═════ PAGE ═════

Mushroom Soup For The Pixelated Soul
When I originally worked on this post, over a week and a half ago, I had opened up with a comment about how my thumb was aching from too much Street Fighter IV, and that I was too cheap to invest in a Madcatz Fightpad controller.
One week later, the opening already became obsolete, as I ended up buying a controller after all (Blanka model. I really wanted Ryu, but it was all they had, and they were quite scarce at the time, so apples and oranges). So now that I’ve updated this opening accordingly, let’s proceed with the rest of the article.
Last time, I talked about the various animated adaptions of Street Fighter. Today, I’ll be talking about Final Fantasy, and its various animated adaptions.
It’s going to be a short list.
Sadly, the FF series has very little anime adaptions, which is a crying shame considering that it should be a cinch to bring the various worlds and characters to life. It would also fill in a much needed void for more fantasy-based anime. Sure, there’s Lodoss War, Escaflowne, and The Slayers, but after that there isn’t much to write about.
When word hit me that there was indeed a Final Fantasy anime (around the time I started getting into the series with FFVI, called FFIII during the SNES days), I grew anxious to learn more. All I had at the time was a small blurb in EGM (or was it their failed side-mag? I forget) as well as a couple of pictures. The internet wasn’t available at the time, so I was left wondering about this foreign relic for several years; we got the Street Fighter II movie, but this mysterious FF anime looked to stay exclusive to Japan.

═════

REQUIREMENT A: Count the lines in the entries below that contain the word "pole", treating case as significant, and give only the number.

═════ EXERCISE INPUT ═════

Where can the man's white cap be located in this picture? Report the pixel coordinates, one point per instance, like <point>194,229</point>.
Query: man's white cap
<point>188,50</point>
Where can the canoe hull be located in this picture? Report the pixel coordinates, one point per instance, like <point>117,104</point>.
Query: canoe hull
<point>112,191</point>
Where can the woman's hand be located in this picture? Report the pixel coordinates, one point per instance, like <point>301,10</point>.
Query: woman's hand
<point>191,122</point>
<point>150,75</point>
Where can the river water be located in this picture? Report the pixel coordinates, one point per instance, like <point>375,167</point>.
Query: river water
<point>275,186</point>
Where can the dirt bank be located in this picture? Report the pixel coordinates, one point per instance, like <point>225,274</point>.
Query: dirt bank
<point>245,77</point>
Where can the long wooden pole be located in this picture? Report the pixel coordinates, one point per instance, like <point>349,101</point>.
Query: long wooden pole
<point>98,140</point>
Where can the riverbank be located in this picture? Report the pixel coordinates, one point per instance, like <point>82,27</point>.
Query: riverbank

═════

REQUIREMENT B: Reproduce the Final Fantasy anime post word for word, from "Mushroom Soup For" to "of the article.".

COMPLETE RESPONSE A: 2

COMPLETE RESPONSE B:
Mushroom Soup For The Pixelated Soul
When I originally worked on this post, over a week and a half ago, I had opened up with a comment about how my thumb was aching from too much Street Fighter IV, and that I was too cheap to invest in a Madcatz Fightpad controller.
One week later, the opening already became obsolete, as I ended up buying a controller after all (Blanka model. I really wanted Ryu, but it was all they had, and they were quite scarce at the time, so apples and oranges). So now that I’ve updated this opening accordingly, let’s proceed with the rest of the article.